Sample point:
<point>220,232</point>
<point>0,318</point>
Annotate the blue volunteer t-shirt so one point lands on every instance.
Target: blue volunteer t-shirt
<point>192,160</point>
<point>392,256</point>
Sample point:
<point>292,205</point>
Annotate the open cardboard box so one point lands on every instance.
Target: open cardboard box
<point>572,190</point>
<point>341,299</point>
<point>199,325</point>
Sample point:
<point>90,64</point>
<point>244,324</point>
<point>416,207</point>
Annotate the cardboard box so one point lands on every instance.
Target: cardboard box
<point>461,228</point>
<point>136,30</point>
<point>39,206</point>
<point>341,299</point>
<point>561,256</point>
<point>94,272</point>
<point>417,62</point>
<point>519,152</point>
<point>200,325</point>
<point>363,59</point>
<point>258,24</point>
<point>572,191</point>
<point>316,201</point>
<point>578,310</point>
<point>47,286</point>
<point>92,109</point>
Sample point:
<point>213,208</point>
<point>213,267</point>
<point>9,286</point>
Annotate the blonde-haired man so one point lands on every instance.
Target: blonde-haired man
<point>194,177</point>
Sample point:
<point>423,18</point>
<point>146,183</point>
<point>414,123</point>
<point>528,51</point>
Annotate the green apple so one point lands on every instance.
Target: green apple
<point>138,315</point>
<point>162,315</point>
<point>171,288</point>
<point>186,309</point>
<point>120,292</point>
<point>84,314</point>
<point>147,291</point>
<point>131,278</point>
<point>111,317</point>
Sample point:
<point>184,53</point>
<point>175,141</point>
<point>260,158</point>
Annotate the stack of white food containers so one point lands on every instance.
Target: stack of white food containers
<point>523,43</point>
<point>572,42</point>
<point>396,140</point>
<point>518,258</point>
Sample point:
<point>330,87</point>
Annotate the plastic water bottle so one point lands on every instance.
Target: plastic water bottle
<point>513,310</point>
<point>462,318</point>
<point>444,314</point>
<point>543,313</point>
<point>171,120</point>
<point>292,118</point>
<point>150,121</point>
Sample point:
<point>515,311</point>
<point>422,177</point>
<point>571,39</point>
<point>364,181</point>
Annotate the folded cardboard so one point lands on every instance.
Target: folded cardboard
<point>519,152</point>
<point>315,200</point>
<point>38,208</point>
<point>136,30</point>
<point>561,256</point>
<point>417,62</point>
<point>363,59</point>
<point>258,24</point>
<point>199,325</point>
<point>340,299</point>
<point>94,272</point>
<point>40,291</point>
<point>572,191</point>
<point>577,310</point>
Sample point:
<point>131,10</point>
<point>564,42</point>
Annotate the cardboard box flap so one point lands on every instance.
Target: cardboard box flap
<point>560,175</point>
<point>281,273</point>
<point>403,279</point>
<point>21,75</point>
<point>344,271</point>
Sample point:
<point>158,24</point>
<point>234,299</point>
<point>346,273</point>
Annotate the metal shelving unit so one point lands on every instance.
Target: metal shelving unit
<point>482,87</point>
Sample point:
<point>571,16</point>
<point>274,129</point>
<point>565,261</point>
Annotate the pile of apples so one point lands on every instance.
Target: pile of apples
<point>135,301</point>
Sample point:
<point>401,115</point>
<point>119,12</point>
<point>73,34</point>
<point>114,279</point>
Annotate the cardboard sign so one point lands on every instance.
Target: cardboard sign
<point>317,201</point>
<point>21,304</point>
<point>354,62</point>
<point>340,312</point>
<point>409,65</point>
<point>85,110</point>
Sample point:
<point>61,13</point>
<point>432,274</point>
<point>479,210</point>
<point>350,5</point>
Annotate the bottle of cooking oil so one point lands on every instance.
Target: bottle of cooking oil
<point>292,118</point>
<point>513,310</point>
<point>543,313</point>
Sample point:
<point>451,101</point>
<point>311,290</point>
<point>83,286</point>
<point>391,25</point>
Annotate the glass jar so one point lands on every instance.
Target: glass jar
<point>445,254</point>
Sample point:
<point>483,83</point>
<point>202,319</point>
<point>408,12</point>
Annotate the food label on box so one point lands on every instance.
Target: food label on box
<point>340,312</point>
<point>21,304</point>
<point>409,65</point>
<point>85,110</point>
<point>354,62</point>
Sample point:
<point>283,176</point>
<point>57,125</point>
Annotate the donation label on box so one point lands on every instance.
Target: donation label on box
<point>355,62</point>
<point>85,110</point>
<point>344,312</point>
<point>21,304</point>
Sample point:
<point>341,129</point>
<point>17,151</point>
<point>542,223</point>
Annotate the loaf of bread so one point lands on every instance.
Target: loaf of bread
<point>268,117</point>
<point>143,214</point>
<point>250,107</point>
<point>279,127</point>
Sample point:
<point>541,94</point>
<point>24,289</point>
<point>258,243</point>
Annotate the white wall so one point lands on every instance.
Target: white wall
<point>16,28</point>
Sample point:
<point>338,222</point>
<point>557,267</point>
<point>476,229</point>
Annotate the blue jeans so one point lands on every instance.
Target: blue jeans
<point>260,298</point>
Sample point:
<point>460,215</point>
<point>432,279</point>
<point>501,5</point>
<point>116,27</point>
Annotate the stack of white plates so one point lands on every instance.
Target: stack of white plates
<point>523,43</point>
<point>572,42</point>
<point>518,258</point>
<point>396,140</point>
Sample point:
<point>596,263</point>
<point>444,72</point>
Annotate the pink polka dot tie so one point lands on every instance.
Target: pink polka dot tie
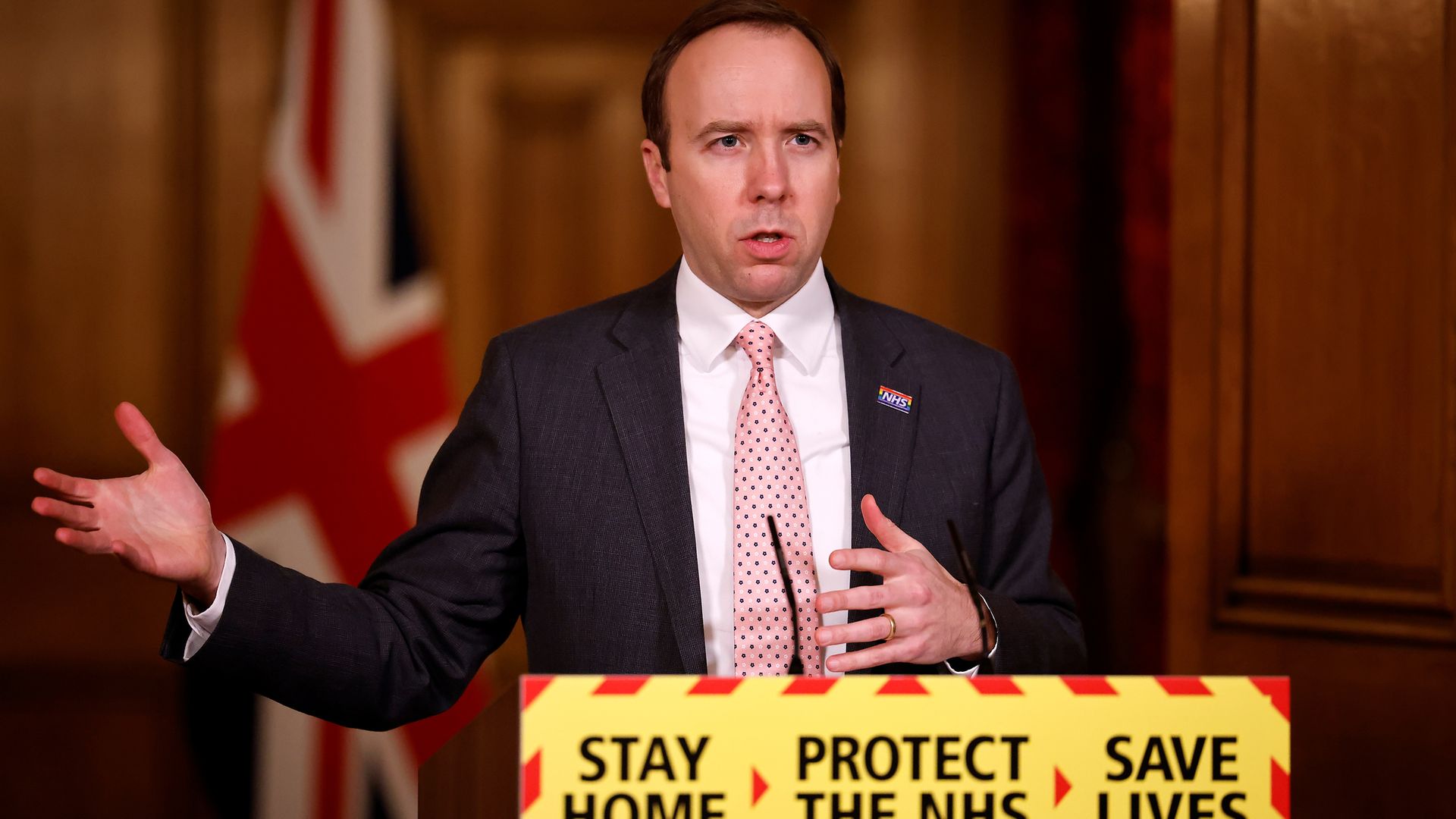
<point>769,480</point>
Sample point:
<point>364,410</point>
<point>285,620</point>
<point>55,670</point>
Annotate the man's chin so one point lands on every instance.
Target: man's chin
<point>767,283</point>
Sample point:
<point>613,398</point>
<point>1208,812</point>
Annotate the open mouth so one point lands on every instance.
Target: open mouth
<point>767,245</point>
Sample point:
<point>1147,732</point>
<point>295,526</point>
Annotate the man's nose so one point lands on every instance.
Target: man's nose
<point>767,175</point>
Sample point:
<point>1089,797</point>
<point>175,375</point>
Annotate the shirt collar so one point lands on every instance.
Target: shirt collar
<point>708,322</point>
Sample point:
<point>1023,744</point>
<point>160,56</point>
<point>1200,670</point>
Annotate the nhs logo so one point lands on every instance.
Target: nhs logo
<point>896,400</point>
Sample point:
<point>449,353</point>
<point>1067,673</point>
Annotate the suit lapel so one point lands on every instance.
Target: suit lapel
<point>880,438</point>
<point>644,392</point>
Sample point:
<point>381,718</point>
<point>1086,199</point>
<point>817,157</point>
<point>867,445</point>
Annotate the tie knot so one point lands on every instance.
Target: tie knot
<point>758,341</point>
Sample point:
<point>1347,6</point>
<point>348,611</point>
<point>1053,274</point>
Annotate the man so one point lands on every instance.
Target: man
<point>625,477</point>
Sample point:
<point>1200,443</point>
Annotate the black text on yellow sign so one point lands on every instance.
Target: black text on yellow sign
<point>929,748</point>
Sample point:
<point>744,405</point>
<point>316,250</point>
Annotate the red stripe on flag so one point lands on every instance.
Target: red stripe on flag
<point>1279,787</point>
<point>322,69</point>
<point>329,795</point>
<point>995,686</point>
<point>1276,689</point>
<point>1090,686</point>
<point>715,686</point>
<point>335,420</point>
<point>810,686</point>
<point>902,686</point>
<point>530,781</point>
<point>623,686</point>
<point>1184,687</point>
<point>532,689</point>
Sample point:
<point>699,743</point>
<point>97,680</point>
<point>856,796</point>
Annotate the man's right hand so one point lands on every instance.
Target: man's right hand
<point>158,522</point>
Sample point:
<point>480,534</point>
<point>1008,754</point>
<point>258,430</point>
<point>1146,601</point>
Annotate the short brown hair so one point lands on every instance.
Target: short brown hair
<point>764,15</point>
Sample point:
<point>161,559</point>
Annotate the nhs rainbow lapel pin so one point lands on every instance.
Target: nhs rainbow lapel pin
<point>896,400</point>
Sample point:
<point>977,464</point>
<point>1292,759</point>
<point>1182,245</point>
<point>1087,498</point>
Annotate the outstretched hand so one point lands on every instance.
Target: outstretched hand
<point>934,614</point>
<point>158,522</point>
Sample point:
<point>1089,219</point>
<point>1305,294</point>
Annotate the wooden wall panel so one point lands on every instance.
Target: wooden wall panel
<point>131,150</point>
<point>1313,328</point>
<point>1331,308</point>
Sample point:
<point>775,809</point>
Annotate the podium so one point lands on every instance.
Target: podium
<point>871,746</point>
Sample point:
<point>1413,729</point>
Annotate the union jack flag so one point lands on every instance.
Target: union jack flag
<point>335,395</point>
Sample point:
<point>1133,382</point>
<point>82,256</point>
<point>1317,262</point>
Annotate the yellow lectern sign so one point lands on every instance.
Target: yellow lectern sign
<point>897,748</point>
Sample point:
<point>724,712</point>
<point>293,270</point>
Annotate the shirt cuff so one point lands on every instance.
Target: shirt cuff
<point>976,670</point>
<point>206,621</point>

Problem statement
Gather every line in the records above that contains the word "stack", and copy each of those lines.

Output of the task
Annotate the stack of white food containers so one point lands on every instance.
Target: stack of white food containers
Annotate the stack of white plates so one point lands on every instance.
Target: stack of white plates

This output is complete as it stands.